TO BE DONE: State how many lines in the rows below contain the word "star", and reply with that number alone.

RECORD SET:
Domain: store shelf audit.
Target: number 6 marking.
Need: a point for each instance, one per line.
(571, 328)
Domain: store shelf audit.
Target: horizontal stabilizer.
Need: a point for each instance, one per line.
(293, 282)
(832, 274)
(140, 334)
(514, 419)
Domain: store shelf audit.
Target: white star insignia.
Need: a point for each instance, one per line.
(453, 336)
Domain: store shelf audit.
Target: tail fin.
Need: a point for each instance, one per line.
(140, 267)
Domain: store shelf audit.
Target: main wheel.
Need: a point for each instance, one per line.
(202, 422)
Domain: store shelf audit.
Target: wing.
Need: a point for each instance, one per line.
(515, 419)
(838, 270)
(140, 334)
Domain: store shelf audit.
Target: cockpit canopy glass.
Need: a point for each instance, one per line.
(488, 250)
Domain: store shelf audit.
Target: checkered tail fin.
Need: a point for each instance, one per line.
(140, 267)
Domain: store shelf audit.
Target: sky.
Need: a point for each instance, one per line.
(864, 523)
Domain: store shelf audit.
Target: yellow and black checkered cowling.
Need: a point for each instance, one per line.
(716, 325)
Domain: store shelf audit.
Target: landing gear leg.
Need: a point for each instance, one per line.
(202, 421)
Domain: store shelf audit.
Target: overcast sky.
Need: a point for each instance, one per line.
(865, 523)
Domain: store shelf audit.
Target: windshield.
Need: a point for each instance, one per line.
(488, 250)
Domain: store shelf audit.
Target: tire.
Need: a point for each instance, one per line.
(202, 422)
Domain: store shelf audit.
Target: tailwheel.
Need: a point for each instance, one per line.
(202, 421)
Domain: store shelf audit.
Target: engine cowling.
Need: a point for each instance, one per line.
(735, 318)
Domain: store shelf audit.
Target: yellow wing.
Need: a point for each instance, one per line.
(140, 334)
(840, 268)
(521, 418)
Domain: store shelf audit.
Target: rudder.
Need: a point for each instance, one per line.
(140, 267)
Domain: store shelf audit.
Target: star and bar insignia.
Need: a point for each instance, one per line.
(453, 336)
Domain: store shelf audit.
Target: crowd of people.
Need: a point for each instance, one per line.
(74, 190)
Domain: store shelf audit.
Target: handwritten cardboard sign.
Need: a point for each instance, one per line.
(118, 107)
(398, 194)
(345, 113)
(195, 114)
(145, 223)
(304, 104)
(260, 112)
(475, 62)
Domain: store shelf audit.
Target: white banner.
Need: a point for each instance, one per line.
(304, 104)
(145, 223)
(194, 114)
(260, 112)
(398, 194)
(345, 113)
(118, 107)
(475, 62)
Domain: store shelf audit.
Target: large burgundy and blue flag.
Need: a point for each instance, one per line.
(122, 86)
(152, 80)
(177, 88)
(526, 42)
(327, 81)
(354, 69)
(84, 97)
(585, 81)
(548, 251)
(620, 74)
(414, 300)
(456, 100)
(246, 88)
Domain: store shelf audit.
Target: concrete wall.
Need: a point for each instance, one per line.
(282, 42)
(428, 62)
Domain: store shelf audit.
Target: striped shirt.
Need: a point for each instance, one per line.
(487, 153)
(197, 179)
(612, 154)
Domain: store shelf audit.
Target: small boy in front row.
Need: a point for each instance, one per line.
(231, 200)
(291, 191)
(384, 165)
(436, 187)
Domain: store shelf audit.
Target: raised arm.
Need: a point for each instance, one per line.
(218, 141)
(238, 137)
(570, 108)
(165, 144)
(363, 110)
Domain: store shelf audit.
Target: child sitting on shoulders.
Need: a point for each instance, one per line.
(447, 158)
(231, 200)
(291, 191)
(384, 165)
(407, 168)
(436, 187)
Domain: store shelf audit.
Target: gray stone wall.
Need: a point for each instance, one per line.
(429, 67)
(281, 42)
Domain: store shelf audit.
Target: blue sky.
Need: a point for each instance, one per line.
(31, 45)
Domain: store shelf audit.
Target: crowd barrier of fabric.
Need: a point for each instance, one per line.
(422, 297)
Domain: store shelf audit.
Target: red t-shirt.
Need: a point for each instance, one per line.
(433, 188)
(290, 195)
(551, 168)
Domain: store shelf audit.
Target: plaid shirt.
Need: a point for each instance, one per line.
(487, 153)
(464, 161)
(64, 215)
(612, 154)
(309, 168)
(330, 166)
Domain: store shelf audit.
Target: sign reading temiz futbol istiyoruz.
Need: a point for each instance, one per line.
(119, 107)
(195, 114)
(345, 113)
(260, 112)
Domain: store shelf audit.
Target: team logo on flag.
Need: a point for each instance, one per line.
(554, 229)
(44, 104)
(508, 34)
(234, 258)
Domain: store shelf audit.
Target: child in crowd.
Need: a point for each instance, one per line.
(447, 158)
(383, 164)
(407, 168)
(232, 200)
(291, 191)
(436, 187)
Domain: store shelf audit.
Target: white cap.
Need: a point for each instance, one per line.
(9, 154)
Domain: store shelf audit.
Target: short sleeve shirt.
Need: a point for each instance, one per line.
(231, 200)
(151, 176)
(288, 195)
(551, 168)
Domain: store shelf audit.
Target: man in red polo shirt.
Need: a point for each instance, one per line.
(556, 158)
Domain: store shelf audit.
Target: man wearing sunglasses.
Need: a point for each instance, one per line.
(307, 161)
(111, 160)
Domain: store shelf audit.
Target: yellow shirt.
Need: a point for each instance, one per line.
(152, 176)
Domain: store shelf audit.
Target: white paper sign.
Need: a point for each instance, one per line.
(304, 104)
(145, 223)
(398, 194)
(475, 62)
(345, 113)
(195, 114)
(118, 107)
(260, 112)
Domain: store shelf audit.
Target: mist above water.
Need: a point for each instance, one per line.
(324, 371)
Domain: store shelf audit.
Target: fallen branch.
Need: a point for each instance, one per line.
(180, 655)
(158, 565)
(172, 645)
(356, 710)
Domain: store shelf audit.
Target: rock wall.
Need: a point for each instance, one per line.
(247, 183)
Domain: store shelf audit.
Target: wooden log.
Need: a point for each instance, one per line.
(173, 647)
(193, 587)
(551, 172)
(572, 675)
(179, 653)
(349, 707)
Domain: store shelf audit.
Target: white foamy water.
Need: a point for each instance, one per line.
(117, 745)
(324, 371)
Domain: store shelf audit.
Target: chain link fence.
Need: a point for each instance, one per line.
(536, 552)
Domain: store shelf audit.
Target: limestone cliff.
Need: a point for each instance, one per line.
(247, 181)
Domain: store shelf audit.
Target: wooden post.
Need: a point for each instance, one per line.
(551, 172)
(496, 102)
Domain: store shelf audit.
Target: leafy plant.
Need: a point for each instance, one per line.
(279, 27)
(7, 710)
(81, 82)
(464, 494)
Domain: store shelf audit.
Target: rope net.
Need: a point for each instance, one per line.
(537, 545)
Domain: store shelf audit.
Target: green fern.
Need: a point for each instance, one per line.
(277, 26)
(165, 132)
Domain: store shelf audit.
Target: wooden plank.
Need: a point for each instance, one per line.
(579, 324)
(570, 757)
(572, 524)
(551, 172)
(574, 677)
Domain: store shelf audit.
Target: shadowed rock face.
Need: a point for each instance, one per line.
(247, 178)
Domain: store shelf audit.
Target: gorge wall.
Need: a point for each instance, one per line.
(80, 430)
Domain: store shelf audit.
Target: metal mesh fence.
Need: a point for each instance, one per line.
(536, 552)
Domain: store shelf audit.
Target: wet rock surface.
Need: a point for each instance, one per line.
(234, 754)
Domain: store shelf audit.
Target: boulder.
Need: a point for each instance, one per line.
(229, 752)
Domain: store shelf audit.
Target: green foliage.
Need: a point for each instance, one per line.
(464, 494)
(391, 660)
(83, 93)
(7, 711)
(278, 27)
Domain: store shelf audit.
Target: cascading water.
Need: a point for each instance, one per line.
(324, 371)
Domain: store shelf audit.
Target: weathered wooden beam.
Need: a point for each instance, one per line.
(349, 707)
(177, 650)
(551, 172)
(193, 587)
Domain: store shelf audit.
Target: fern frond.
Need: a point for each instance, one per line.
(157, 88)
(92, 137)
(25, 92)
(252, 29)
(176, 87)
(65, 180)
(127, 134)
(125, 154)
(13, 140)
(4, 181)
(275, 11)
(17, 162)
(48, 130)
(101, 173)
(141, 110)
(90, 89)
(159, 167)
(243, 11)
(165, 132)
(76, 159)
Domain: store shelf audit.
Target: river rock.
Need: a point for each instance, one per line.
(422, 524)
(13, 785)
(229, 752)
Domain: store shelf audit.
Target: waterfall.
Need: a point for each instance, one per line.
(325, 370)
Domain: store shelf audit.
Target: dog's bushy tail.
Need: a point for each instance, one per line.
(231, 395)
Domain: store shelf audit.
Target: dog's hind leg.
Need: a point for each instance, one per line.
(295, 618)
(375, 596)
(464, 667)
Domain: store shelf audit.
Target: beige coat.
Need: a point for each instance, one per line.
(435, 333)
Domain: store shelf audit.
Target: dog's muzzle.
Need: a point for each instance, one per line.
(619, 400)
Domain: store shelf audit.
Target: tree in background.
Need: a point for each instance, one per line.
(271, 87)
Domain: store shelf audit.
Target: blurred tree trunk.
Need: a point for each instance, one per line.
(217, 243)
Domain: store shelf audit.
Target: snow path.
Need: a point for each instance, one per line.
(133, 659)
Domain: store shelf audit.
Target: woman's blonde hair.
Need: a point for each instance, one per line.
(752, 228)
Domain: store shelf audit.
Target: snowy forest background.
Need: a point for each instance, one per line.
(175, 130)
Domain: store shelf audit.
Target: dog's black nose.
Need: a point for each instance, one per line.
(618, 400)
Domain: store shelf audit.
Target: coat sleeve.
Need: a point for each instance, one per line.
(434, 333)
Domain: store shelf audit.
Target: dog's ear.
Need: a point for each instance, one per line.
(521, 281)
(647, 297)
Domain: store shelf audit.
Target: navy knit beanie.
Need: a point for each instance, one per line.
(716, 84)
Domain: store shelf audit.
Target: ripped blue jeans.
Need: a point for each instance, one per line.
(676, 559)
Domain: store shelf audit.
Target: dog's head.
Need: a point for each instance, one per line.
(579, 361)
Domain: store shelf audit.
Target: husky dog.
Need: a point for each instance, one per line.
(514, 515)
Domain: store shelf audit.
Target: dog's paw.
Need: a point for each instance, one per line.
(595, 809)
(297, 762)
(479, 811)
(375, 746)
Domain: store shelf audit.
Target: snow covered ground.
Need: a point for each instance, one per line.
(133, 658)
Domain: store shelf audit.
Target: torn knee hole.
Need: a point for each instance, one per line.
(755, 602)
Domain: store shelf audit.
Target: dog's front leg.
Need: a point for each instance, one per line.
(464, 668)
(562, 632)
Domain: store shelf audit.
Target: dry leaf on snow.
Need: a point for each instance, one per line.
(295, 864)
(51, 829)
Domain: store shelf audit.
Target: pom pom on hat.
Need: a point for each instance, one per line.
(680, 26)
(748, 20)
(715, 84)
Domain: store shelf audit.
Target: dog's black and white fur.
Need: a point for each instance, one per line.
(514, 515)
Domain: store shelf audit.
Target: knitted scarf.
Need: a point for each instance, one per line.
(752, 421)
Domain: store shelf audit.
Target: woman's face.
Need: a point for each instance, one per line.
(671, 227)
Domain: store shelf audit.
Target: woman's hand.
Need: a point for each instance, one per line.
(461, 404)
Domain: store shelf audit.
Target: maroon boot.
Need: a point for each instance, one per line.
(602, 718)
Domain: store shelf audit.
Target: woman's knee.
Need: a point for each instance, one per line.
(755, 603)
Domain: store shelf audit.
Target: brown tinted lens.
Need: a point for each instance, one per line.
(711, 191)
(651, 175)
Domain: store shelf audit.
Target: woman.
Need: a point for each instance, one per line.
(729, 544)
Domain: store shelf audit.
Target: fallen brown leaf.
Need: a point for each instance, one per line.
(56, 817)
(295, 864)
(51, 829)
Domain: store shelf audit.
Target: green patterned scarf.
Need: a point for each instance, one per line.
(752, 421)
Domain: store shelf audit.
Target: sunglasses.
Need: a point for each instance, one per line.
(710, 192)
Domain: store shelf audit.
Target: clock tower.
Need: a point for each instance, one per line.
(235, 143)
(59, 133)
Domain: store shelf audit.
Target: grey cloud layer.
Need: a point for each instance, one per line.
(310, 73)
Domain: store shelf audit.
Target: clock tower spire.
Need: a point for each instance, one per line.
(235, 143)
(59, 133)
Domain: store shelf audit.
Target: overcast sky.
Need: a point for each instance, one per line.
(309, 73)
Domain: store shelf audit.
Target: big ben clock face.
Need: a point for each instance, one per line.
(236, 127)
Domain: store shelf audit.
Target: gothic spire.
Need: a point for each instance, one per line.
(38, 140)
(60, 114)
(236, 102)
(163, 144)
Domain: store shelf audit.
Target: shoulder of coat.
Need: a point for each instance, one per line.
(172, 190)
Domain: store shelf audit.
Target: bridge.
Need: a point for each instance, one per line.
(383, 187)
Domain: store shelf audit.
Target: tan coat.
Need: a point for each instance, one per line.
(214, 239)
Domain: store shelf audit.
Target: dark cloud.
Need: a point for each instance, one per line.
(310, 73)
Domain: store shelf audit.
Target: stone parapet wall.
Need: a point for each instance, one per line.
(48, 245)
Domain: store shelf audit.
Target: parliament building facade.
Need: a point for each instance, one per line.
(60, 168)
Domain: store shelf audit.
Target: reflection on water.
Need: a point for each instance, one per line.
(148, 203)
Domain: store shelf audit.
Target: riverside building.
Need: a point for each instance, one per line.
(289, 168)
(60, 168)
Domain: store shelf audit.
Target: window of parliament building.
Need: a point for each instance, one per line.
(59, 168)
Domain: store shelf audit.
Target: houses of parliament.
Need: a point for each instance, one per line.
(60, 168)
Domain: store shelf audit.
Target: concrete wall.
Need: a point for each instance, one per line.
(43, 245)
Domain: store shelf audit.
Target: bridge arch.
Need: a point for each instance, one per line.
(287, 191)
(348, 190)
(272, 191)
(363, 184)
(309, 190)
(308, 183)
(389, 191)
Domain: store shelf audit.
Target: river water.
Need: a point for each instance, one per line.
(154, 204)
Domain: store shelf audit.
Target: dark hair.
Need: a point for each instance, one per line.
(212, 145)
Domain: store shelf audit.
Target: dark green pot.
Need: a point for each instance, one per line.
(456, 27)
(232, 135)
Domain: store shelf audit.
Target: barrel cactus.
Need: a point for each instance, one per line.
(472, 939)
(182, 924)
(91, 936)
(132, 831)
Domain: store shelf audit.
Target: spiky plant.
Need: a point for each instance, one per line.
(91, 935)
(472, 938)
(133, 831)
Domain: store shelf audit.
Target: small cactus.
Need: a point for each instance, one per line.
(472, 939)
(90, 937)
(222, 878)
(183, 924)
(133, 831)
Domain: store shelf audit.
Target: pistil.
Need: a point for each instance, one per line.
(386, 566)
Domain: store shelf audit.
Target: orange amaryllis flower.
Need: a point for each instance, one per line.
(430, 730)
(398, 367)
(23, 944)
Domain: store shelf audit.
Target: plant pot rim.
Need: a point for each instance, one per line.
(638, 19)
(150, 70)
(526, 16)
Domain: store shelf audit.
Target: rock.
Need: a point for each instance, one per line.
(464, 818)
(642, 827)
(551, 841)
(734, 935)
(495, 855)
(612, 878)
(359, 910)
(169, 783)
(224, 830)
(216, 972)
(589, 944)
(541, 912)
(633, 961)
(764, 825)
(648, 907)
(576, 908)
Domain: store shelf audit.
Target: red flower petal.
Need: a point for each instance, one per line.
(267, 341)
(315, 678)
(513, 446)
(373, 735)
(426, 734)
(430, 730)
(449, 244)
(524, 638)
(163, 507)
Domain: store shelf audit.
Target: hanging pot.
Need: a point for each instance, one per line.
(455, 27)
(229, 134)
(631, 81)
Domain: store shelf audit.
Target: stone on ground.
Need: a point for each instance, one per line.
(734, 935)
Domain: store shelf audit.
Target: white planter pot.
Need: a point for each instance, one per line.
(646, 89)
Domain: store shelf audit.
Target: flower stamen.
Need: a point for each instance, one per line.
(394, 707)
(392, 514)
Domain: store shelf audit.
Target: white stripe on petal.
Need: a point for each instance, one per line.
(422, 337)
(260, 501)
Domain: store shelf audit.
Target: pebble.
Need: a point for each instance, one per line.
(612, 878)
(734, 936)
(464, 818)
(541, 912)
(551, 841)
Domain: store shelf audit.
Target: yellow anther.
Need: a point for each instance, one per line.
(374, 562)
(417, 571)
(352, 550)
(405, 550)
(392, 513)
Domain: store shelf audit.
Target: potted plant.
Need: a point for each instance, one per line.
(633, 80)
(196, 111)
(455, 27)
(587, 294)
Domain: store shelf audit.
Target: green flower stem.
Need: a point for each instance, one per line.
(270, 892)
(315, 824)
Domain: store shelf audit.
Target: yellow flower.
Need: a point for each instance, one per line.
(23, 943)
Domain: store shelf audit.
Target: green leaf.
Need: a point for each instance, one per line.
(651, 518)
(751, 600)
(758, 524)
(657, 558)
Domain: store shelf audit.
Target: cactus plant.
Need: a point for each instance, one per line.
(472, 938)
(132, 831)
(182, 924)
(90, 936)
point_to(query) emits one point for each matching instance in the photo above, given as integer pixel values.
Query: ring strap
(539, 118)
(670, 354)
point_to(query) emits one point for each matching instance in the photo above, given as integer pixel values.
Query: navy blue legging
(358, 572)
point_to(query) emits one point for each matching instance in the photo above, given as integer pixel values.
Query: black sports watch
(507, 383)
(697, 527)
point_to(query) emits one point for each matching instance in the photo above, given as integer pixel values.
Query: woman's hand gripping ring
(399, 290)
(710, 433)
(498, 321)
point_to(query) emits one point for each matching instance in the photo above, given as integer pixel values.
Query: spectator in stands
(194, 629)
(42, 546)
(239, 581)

RESPONSE: 2